§ Exercise
Could you offset the material between the lines holding "For this dataset, tag each instance of the chair" and "[[542, 1020]]", inclusive, by writing out each of those lines in full, with 150 added to every coordinate value in the answers, and nothing else?
------------------------------------------------
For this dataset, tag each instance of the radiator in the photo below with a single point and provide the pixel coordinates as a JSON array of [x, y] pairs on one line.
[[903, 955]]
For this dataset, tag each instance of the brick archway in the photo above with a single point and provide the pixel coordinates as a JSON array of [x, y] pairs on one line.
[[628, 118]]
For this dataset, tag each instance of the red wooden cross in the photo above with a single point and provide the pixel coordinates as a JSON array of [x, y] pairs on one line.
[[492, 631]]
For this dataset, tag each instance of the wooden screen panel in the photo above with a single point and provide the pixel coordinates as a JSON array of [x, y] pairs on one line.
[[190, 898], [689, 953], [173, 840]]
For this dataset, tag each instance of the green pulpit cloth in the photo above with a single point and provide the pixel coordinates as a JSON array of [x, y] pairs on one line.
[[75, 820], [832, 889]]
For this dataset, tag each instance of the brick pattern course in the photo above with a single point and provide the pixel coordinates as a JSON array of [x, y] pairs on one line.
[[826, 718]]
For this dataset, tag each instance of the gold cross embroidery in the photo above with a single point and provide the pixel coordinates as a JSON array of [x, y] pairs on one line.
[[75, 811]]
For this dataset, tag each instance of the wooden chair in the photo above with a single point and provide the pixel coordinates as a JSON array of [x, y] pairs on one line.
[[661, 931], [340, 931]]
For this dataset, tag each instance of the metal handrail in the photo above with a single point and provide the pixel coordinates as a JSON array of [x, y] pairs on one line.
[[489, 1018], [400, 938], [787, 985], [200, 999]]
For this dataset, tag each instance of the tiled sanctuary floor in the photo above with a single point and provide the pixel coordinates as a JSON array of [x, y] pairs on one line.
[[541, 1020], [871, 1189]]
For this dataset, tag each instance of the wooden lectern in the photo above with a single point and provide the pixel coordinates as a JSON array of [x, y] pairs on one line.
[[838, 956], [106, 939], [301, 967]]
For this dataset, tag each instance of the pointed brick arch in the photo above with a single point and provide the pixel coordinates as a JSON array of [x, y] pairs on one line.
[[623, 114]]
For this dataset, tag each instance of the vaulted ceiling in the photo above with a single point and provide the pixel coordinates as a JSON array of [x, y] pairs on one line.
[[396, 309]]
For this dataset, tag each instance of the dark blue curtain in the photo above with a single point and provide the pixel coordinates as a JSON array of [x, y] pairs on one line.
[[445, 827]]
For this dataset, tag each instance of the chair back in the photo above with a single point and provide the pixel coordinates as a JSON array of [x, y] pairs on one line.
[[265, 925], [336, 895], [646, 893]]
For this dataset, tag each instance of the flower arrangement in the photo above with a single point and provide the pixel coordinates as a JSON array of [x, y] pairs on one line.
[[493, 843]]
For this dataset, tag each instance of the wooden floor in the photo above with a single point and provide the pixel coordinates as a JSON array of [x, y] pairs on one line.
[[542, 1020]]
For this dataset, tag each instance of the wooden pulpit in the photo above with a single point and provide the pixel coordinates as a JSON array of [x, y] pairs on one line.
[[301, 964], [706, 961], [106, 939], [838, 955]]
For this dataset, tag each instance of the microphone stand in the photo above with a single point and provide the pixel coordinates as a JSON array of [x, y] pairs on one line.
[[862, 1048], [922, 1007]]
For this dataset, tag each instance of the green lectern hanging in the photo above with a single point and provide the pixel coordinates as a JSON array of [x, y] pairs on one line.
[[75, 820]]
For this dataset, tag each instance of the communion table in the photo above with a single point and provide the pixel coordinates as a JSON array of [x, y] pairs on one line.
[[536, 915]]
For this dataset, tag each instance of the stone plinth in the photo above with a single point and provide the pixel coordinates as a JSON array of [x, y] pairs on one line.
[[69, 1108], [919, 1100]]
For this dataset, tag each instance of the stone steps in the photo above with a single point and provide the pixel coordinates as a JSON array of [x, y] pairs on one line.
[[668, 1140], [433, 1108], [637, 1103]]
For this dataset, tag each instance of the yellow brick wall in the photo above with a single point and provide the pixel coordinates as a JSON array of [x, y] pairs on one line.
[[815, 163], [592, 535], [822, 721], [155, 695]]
------------------------------------------------
§ Correct output
For this dataset, tag each instance of the chair back in the photo above with a single point and provide the pixel coordinates as a JSON array of [x, y] pairs on one line.
[[415, 1075], [486, 1045], [796, 1043]]
For this dataset, tag each instance of the flower arrangement in the photo above with a single point and provide the pixel coordinates as a JSON array of [x, y] pairs on one line.
[[643, 993]]
For this dataset, tag each instance of the wooden floor in the photo above with a single point and provide the pixel coordinates as a JSON array of [x, y] pairs on one line.
[[692, 1170]]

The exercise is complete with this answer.